Copy out all of the records below again word for word, leaving out the pictures.

%%

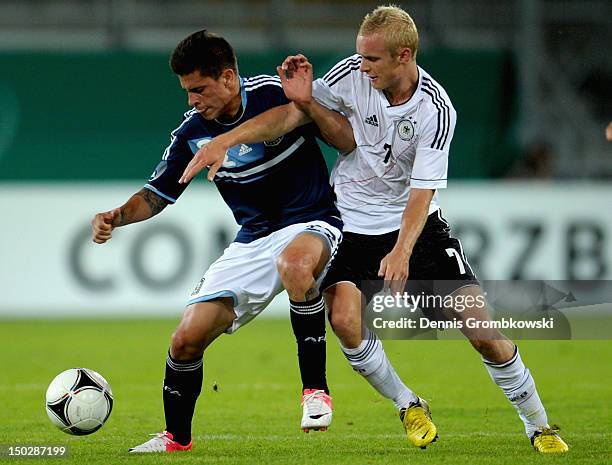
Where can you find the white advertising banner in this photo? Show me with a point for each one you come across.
(49, 265)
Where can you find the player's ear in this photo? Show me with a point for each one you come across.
(228, 76)
(404, 55)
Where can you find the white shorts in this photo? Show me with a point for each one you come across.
(247, 272)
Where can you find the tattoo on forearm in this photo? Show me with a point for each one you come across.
(155, 202)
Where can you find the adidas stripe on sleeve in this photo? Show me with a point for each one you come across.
(335, 89)
(430, 167)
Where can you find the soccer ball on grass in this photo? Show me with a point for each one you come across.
(79, 401)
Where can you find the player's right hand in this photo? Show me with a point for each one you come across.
(103, 224)
(296, 78)
(211, 155)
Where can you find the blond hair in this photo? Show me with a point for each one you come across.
(395, 25)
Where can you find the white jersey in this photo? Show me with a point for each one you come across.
(398, 147)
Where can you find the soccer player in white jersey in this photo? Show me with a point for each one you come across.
(403, 123)
(290, 229)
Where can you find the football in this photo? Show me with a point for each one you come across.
(79, 401)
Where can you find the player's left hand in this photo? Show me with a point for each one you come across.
(296, 78)
(394, 269)
(211, 156)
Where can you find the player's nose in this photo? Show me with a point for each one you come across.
(192, 99)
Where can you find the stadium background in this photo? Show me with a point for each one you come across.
(86, 105)
(87, 102)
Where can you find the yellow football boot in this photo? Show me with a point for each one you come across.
(419, 428)
(547, 441)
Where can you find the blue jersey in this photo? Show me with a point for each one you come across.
(268, 185)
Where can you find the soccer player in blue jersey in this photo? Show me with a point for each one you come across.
(387, 190)
(279, 193)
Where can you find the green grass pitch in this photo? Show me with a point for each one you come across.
(253, 415)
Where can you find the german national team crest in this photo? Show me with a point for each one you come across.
(273, 142)
(405, 130)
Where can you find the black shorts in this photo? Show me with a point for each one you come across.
(437, 262)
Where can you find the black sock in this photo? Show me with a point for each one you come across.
(308, 322)
(182, 386)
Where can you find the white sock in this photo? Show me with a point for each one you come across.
(518, 385)
(369, 360)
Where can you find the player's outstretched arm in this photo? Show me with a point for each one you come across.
(269, 125)
(141, 206)
(296, 78)
(394, 267)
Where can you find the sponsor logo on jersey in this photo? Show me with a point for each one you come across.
(373, 120)
(198, 287)
(273, 142)
(159, 170)
(405, 129)
(244, 149)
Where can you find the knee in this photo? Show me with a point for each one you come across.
(296, 273)
(184, 346)
(346, 325)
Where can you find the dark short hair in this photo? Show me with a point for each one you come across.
(205, 52)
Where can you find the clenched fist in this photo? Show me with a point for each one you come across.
(103, 224)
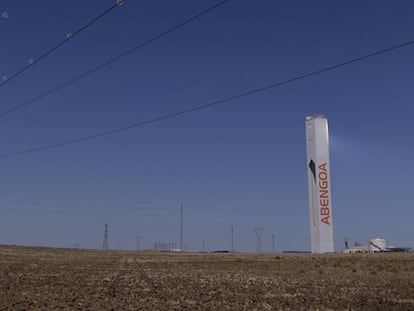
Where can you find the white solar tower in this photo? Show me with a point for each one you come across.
(320, 203)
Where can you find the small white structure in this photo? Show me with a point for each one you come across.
(356, 249)
(378, 245)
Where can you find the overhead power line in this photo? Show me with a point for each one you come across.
(208, 105)
(112, 60)
(69, 37)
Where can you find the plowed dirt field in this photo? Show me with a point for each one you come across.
(58, 279)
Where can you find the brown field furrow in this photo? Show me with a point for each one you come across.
(59, 279)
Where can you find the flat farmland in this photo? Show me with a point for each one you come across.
(52, 279)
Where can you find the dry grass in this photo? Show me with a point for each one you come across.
(45, 279)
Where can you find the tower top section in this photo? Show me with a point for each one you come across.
(315, 116)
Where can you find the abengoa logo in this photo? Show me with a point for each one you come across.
(323, 182)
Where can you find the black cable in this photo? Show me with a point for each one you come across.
(61, 43)
(113, 60)
(214, 103)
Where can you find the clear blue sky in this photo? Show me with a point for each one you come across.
(242, 164)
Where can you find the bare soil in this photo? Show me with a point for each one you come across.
(59, 279)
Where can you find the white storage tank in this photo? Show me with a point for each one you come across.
(378, 245)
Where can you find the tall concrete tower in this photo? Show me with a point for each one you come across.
(320, 203)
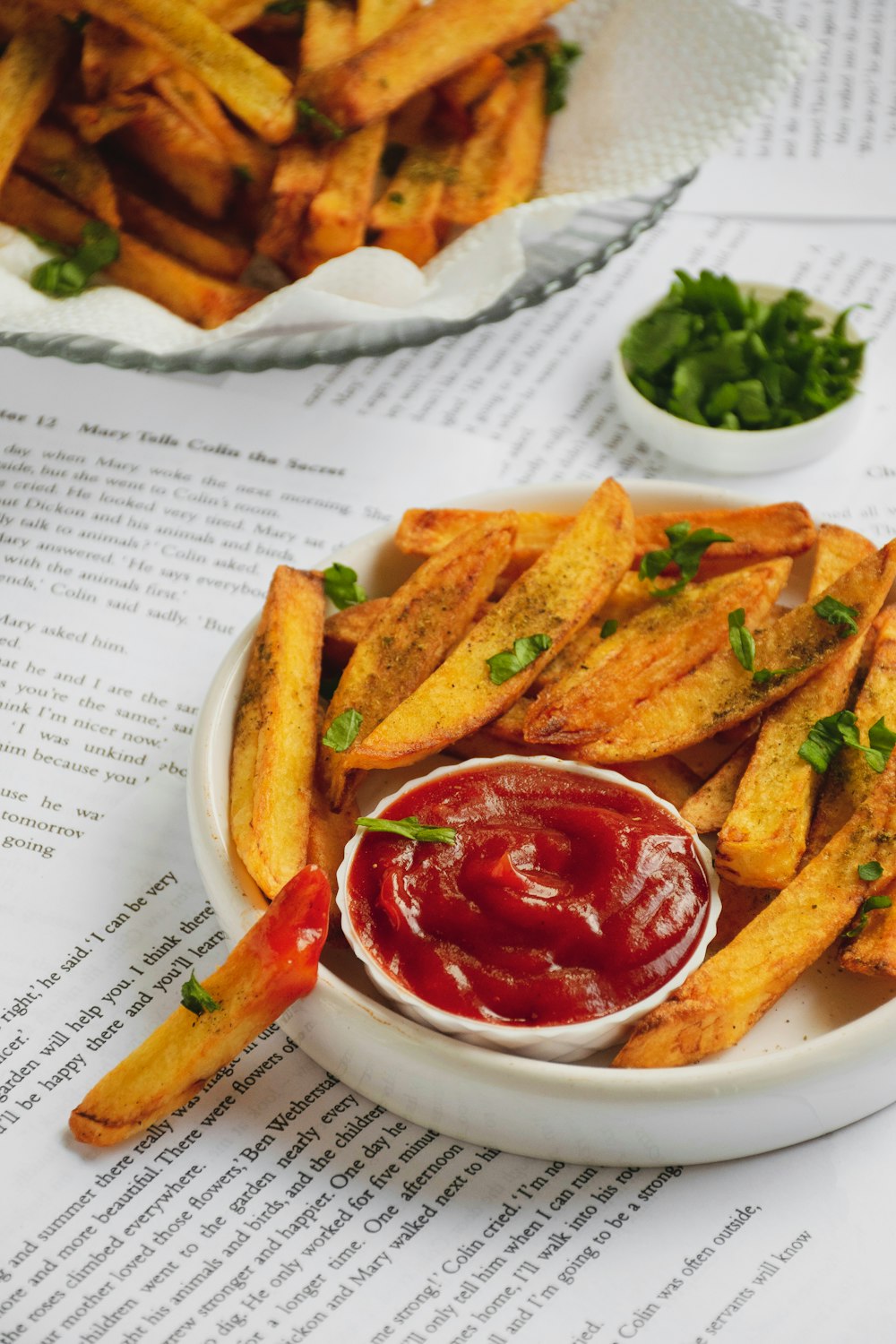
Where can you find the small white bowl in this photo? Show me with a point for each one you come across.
(739, 452)
(568, 1040)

%%

* Reply to the task:
Where can you find the white advertising banner in this photo? Show me with a point for each one you come across.
(49, 265)
Where can you find the player's ear in this photo? Show me with a point for each one you come across.
(228, 76)
(404, 55)
Where can you find the white shorts in this photo? Show me with a point for each one you come across.
(247, 272)
Where can you find the tattoo on forearm in this photo? Show me with a point for each one you come across.
(155, 202)
Where can you find the adidas stripe on sleeve in this photo? Show me with a point for each one you come across.
(335, 89)
(430, 167)
Where can you find the soccer ball on grass in this photo? Show me with a point for each one you come across.
(79, 401)
Where can you find the player's right hand in this photo? Show me with a point for each one you come across.
(103, 224)
(296, 78)
(211, 155)
Where can you find the blond hair in this photo? Show me with a point for each one you come across.
(395, 25)
Where can you find the white jersey in this photo? Show me with a point for each one you come across.
(398, 147)
Where can you find the soccer player in white jersey in this photo? Show me with a point for each one you come across.
(403, 123)
(290, 229)
Where can you find the football in this photo? Show me with a point for each one you come across.
(79, 401)
Where can you find the player's left hand in this photo? Show me with a point for each one you come across.
(296, 78)
(394, 269)
(211, 156)
Where can you find the player's nose in this photo? Show me with a point for each one you come across.
(192, 99)
Where can you find the stadium background in this photo? Show me with a point for each one you come across.
(86, 105)
(87, 102)
Where can you find the yellow football boot in this photo? Show me with a point for each one you come across.
(419, 428)
(547, 441)
Where can you find the blue jersey in this photo? Show me with a point for each one you come across.
(268, 185)
Where can you find the soccer player in blue jersey in this photo? Show me with a point for each one you come across.
(387, 190)
(279, 193)
Where can you find the green grass pitch in this photo? Show me with a point for each one you come across.
(253, 415)
Where can you find the german national team crest in this photo? Show me with a point for each one you come across.
(273, 142)
(405, 130)
Where can you find the black shorts in this photo? Show me with a point for each one you come across.
(437, 262)
Where can you find the black sock in this photo? Show me with a point for each one you come across.
(308, 322)
(182, 386)
Where can you find the white sock in this photo? Show me with a point for each one you come across.
(518, 385)
(369, 360)
Where can you find the player's outstretched arm in this photo? Show me with a point for each one you come across.
(269, 125)
(141, 206)
(296, 78)
(394, 267)
Where can you find the sponsor logo on jersey in this photo? Show me with a point for each one you come across.
(373, 120)
(198, 287)
(273, 142)
(159, 170)
(405, 129)
(244, 149)
Where can you find the knee in this photo? Show me with a point for each one you come across.
(296, 273)
(184, 346)
(346, 325)
Where can you find the dark short hair in this photo? Show me with a point for each one you come across.
(205, 52)
Where can you find the clenched fist in this photo? Show me with a point for each one you come across.
(103, 224)
Where can you find the white solar tower in this photo? Show me with a point for each one you come across.
(320, 203)
Where can you find the small white structure in this photo? Show me with a point for each one you come across.
(356, 249)
(378, 245)
Where can you find the overhead power line in this photo? Show me with a point for each one you come across.
(208, 105)
(112, 60)
(69, 37)
Where can you find the plowed dirt field in this photo? Show me with a point for each one you come across.
(58, 279)
Where can you find the brown field furrow in this photo? Show me with a point for each one you come across.
(59, 279)
Where can you find the flat farmland in this photo? Show me with a point for each one you come across.
(52, 279)
Where can you find the dry grass in this photo? Show me with a point for each one you come across.
(45, 279)
Where can you find the tower top section in this photo? Show me with a point for each one you come across.
(315, 116)
Where can you find the abengoa logo in this photo? Show me with a point for each one you come across.
(323, 182)
Where can you find the black cable in this photo? Show me with a point for each one you come across.
(61, 43)
(113, 60)
(214, 103)
Where can you find the clear blue sky in this photo? Show me with a point for each one you come across.
(242, 164)
Where can you find the bare soil in this photo? Show me with a point for each one you come across.
(59, 279)
Where can you find the white storage tank in this photo? Show me with a point for each one you come across.
(378, 245)
Where can you find the tall concrete tower in this photo? Show me with a point for each one you come across.
(320, 203)
Where can you find the small white bowl in this photo? Show me with a point for each one you come across.
(739, 452)
(568, 1040)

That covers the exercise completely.